Copy out the part of the listing below that opens with the line containing "of the building" and closes with the line containing "pixel 259 57", both included, reproducing each line unchanged.

— Extracted records —
::::

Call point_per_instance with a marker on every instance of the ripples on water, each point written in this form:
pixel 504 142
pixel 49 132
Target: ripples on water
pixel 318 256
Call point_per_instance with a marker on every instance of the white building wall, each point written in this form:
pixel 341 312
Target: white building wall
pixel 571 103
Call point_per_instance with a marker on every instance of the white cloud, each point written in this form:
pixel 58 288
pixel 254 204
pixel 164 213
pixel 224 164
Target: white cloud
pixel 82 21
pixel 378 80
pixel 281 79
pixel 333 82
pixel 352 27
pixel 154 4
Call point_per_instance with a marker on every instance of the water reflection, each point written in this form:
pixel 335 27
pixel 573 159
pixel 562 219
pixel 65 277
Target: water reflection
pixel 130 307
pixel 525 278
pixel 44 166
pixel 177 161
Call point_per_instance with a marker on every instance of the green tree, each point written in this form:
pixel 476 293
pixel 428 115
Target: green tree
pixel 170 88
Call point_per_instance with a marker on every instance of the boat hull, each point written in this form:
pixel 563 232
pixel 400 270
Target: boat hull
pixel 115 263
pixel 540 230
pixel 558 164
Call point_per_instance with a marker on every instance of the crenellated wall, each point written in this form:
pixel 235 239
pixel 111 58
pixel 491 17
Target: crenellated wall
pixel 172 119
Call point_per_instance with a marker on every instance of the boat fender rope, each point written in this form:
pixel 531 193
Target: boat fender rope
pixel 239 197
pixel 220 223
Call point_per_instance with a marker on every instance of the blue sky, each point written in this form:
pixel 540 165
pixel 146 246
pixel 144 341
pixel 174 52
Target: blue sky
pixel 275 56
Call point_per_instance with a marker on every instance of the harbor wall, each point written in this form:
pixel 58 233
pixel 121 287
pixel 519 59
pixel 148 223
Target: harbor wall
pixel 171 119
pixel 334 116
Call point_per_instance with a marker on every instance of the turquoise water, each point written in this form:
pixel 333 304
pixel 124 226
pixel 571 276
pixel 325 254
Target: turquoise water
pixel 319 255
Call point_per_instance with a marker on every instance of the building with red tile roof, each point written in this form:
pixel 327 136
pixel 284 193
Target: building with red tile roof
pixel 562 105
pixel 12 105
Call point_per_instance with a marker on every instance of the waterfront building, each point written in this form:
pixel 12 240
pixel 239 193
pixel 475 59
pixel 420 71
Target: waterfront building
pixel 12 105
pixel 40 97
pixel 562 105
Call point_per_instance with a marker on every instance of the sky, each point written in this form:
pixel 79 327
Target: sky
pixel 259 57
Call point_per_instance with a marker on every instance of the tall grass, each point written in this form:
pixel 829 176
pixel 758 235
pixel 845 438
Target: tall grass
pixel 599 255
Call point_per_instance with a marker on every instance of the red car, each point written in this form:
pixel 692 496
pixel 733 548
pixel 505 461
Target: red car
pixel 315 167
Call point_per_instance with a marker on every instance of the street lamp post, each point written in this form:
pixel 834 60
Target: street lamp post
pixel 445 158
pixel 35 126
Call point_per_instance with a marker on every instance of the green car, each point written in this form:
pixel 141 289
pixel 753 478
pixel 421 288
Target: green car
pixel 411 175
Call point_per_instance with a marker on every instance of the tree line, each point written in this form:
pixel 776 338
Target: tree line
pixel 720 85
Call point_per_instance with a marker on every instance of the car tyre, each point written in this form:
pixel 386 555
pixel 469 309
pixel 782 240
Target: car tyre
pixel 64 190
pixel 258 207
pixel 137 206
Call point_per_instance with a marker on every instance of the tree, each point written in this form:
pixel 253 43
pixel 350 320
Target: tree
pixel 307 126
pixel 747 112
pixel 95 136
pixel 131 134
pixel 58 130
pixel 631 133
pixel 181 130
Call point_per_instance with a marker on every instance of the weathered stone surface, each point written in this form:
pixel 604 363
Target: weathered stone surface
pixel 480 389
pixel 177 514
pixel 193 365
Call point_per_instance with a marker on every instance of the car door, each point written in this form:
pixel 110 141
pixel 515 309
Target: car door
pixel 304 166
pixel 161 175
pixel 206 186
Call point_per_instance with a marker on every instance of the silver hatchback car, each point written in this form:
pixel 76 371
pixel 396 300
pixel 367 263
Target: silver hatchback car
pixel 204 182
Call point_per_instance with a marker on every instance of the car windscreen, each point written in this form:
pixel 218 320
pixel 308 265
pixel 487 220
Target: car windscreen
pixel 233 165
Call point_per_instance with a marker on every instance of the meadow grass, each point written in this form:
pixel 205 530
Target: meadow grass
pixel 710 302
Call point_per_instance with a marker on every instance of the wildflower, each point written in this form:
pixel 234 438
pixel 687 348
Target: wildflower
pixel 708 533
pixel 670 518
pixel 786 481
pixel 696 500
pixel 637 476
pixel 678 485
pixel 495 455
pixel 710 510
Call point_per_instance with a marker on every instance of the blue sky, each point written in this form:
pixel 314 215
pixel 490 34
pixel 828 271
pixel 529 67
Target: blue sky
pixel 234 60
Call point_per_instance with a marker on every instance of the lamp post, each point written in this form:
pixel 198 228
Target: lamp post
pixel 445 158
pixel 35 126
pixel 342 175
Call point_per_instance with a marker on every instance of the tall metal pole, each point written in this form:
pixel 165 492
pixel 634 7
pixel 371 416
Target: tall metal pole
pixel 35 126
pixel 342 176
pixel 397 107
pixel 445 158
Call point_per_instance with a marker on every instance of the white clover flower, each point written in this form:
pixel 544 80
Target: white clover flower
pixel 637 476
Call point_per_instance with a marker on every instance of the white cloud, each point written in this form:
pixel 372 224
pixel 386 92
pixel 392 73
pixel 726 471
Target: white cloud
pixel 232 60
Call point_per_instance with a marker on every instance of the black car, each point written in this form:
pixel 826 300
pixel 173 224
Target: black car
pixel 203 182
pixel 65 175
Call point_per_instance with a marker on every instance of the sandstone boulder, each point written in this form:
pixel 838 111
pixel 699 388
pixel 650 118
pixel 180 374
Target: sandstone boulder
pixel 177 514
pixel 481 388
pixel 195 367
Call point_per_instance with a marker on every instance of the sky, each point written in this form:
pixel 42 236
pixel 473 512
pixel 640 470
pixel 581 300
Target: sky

::::

— Written response —
Call point_per_instance with a marker on every instance of the building with red tile roof, each point written in this form:
pixel 327 136
pixel 284 193
Target: building with red tile roof
pixel 562 105
pixel 12 105
Call point_per_instance with a marker on every instance of the waterfront building, each point written in this form:
pixel 12 240
pixel 239 193
pixel 475 59
pixel 420 71
Target: waterfront building
pixel 12 105
pixel 40 97
pixel 562 105
Call point_per_instance with a marker on every instance of the sky, each point written in this form:
pixel 79 327
Target: sky
pixel 259 57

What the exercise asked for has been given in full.